Exercise
From the listing below, pull out every line where the string "oven" appears.
-------- Data to use
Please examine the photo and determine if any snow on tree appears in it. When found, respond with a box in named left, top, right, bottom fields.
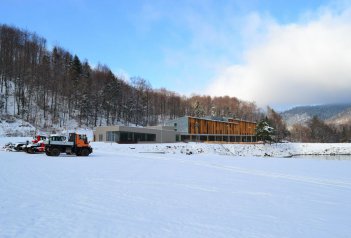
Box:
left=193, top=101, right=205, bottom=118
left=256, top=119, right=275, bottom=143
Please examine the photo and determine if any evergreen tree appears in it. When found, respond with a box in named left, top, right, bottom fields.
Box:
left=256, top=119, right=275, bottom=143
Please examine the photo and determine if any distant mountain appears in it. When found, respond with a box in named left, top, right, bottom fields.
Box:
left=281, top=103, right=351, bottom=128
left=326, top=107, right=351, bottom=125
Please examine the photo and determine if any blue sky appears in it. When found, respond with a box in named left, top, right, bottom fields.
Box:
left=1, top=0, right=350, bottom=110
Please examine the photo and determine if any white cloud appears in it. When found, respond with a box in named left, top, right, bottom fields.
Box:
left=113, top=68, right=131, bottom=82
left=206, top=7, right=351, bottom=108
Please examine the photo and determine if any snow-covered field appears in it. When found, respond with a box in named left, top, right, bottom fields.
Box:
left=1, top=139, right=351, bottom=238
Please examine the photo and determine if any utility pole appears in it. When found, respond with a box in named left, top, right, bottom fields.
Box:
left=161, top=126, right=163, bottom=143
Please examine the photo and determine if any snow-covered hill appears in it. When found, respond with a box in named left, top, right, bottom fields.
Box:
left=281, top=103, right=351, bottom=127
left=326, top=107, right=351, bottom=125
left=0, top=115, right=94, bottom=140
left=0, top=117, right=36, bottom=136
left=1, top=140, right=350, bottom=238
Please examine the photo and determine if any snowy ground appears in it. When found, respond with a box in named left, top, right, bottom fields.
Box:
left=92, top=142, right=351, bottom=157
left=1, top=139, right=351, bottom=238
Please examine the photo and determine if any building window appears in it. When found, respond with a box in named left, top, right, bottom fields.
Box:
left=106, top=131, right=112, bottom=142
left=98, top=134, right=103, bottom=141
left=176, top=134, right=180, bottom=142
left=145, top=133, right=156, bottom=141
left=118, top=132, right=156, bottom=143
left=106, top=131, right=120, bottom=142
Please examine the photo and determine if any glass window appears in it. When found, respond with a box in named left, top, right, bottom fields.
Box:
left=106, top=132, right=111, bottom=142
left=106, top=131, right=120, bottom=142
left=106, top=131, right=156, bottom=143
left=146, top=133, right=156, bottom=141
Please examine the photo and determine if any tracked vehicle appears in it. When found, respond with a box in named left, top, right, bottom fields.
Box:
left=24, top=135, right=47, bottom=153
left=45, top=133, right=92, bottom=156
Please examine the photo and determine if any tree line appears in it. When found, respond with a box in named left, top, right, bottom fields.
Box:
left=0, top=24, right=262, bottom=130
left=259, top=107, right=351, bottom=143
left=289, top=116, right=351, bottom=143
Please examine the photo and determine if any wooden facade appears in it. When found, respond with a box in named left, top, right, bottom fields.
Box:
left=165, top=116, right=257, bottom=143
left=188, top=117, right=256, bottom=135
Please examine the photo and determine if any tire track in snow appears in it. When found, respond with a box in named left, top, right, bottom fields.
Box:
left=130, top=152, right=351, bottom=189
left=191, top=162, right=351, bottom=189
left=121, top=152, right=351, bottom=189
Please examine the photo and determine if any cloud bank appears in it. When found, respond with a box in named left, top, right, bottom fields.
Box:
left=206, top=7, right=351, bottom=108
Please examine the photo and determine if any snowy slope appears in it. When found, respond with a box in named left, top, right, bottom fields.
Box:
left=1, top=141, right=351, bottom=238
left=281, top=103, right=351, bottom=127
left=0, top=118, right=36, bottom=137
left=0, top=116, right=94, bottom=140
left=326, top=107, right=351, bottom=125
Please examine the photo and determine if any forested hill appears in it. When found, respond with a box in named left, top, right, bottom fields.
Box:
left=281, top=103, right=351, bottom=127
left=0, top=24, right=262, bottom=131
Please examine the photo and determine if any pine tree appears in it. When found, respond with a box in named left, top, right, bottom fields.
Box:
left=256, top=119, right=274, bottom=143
----------------
-------- Data to use
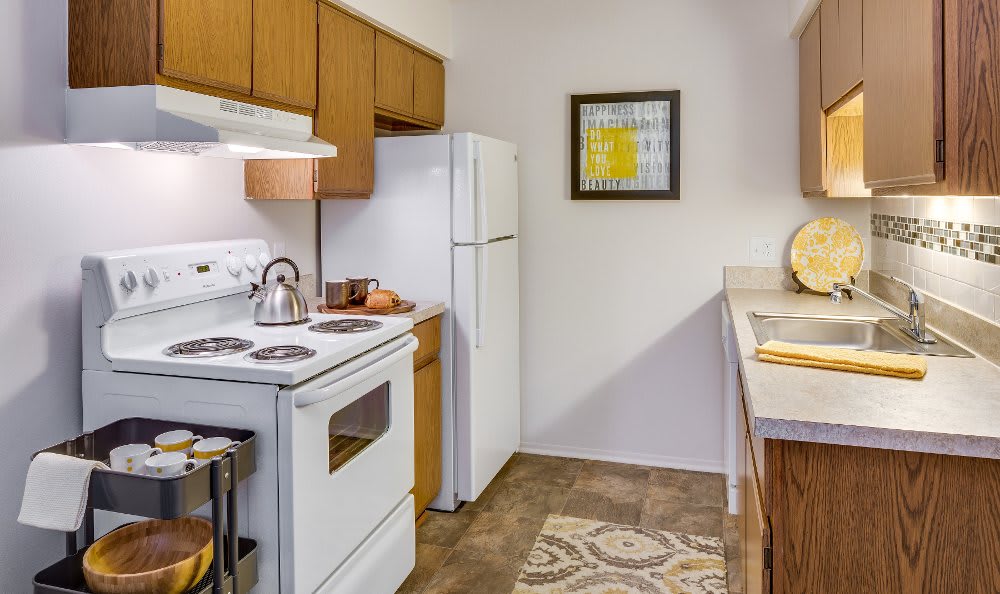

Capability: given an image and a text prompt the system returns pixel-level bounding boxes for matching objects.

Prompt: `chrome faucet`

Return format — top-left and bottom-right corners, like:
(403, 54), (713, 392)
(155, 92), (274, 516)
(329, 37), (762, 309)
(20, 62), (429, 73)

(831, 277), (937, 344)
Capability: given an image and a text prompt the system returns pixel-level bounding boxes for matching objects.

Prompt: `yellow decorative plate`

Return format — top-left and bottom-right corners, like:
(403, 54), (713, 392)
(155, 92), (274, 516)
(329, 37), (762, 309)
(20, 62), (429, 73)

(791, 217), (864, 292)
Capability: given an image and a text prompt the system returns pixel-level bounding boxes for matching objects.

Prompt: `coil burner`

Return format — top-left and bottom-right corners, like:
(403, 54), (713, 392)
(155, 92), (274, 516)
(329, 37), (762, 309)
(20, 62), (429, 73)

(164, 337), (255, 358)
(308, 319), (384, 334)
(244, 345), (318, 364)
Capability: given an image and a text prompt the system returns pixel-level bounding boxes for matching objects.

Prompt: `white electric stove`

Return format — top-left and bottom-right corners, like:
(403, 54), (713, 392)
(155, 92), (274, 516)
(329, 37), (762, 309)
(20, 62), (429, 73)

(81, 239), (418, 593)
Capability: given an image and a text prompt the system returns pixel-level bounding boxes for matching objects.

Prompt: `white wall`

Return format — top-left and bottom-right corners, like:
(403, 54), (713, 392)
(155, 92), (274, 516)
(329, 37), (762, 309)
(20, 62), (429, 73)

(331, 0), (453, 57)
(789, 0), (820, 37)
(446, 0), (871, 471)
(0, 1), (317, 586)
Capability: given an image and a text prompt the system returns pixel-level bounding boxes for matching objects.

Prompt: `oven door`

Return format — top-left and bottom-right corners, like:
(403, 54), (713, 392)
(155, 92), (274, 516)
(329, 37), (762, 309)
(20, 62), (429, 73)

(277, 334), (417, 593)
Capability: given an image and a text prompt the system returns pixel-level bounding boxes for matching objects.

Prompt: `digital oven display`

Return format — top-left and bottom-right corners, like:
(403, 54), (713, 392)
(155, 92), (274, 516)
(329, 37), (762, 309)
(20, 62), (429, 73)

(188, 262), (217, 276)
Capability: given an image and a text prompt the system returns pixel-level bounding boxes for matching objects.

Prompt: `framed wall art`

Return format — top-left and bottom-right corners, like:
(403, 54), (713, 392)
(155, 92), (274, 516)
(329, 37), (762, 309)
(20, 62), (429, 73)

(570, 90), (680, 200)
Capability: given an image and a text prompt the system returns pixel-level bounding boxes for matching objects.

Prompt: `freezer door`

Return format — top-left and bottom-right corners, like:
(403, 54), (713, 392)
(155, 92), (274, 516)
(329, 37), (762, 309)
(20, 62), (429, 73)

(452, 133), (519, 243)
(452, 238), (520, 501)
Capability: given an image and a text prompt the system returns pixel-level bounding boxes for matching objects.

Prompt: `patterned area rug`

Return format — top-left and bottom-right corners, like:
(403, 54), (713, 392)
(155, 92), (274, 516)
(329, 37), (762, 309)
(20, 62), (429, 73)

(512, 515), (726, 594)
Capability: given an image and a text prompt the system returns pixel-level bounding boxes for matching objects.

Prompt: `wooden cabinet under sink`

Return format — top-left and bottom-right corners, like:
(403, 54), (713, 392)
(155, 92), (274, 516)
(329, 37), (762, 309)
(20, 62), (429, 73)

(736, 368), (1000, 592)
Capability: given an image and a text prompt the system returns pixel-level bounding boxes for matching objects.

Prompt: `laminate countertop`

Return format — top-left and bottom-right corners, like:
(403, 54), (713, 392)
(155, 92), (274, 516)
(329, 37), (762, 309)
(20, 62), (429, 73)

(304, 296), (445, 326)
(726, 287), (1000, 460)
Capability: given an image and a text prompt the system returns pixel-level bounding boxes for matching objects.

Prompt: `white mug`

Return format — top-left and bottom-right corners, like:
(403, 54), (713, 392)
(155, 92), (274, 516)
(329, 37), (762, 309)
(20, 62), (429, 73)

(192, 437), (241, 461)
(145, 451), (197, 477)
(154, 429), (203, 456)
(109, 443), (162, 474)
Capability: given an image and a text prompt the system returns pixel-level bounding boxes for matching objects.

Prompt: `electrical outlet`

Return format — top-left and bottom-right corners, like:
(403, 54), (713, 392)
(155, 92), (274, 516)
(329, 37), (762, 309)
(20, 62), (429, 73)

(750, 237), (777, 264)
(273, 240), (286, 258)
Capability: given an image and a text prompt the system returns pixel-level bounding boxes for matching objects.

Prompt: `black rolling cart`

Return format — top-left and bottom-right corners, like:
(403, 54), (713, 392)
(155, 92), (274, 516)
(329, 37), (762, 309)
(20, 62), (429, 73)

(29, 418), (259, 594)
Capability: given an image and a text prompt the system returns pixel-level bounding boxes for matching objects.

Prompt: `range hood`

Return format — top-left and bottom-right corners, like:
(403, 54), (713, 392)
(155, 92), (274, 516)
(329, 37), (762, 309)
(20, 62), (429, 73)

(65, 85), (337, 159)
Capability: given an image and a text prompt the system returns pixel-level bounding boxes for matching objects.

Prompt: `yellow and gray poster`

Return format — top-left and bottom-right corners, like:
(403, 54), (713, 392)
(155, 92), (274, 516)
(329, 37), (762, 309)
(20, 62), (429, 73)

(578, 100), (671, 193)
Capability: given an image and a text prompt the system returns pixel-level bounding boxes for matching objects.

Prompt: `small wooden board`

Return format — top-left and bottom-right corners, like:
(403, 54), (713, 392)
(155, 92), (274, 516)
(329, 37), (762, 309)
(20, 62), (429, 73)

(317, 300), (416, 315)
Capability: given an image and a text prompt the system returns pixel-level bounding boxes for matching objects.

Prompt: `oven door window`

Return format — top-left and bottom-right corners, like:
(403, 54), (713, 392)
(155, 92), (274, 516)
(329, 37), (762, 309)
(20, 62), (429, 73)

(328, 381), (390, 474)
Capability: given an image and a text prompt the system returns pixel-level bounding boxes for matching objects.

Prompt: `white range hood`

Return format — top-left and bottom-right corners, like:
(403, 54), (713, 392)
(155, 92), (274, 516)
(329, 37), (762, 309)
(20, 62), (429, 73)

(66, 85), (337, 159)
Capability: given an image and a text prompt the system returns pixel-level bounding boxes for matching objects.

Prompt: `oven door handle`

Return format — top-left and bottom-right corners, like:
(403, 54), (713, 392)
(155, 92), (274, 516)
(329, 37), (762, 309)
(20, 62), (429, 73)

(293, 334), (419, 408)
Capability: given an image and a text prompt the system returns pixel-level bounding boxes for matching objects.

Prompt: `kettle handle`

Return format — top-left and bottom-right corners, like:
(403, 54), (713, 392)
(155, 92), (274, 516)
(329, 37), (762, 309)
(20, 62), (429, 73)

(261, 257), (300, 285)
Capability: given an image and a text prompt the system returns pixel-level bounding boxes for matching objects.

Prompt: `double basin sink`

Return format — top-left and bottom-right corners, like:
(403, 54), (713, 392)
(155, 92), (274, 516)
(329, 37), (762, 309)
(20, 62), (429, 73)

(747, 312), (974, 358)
----------------
Task output
Prompt: `oven door`
Prompt: `digital oven display`
Prompt: `oven door window`
Prompt: `oven door handle`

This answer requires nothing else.